>> Start
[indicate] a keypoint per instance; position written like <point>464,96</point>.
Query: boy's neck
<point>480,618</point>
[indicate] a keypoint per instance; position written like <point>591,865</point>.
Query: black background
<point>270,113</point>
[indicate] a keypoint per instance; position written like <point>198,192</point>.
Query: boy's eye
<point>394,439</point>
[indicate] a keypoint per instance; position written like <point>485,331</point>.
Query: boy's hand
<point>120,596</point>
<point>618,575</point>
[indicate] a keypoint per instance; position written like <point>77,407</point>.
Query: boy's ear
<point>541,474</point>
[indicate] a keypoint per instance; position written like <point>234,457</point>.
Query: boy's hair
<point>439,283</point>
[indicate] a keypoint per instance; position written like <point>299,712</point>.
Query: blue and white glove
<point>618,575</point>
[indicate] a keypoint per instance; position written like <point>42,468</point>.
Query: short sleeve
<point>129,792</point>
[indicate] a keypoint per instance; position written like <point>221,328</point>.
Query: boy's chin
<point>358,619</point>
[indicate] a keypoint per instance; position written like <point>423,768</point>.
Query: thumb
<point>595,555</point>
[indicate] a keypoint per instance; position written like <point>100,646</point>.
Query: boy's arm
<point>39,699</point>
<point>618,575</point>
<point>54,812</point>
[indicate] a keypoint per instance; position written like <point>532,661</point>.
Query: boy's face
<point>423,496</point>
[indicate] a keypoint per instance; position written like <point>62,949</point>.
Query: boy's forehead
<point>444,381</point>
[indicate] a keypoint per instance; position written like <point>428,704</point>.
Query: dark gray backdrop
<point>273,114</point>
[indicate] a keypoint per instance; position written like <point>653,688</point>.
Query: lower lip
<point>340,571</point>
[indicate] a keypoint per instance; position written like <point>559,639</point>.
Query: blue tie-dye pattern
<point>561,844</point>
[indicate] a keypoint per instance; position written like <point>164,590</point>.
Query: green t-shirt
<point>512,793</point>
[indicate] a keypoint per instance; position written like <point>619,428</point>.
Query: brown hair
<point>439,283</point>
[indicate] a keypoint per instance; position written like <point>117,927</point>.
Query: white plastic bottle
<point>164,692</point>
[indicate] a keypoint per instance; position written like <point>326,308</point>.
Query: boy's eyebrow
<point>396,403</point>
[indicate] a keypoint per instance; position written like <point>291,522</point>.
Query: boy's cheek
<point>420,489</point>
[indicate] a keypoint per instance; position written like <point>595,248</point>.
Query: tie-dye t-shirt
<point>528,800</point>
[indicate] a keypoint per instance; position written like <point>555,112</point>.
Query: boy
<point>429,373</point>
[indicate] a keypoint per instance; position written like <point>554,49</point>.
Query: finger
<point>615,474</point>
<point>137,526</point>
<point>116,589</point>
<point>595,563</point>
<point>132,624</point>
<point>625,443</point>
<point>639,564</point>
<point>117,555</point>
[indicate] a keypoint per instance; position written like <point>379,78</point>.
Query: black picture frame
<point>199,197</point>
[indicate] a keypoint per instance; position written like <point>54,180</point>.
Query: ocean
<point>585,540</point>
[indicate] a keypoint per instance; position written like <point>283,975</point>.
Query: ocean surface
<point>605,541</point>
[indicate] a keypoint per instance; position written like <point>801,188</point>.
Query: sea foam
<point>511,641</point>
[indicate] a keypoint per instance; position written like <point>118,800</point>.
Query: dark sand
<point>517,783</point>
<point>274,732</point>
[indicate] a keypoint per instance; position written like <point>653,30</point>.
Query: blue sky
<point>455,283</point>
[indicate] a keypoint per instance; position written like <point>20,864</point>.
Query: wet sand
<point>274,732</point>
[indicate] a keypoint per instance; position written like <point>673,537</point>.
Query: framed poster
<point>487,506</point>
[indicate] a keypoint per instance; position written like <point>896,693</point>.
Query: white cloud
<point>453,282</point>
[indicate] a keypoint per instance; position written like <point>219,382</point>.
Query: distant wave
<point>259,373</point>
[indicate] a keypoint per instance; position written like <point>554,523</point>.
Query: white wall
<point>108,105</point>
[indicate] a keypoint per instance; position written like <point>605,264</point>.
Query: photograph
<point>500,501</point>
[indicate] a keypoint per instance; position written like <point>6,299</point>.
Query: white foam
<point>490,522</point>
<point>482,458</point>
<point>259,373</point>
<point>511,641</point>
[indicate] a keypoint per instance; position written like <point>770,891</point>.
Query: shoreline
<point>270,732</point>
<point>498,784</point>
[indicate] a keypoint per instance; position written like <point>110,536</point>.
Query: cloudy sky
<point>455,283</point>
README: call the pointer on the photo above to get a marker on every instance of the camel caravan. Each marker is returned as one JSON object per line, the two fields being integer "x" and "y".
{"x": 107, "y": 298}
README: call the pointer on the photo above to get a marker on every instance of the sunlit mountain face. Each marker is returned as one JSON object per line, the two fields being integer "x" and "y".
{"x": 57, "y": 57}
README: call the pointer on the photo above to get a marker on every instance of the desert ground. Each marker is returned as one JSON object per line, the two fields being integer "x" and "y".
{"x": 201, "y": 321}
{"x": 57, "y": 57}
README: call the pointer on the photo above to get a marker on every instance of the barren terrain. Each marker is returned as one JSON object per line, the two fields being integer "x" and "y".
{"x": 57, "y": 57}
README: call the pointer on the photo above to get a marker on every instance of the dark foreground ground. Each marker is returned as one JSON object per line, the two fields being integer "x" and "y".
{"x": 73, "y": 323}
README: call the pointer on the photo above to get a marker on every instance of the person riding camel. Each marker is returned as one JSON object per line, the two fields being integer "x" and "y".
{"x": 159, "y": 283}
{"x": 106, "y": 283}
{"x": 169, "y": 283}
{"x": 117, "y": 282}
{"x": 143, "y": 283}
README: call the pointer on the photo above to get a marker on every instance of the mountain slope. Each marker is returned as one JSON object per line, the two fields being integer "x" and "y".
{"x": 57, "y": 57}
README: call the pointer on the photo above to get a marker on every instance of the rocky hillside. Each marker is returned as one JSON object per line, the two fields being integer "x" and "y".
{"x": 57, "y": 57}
>> End
[Exercise prompt]: Repeat only the lines running from the line that contains "of the person" through the last line above, inclusive.

[Correct response]:
README: call the pointer on the photo above to get a marker on every instance of the person riding camel. Each marker is returned as one JSON object per line, the two fields being integer "x" and "y".
{"x": 159, "y": 283}
{"x": 106, "y": 283}
{"x": 169, "y": 283}
{"x": 117, "y": 282}
{"x": 143, "y": 283}
README: call the pointer on the photo above to get a marker on every instance of the mountain slope. Each marker is returned as one JSON object per line, the two fields being integer "x" and "y".
{"x": 57, "y": 57}
README: call the pointer on the photo above to get a marker on every instance of the rocky hillside. Each marker is returned as one JSON object per line, the two fields being integer "x" and "y".
{"x": 57, "y": 57}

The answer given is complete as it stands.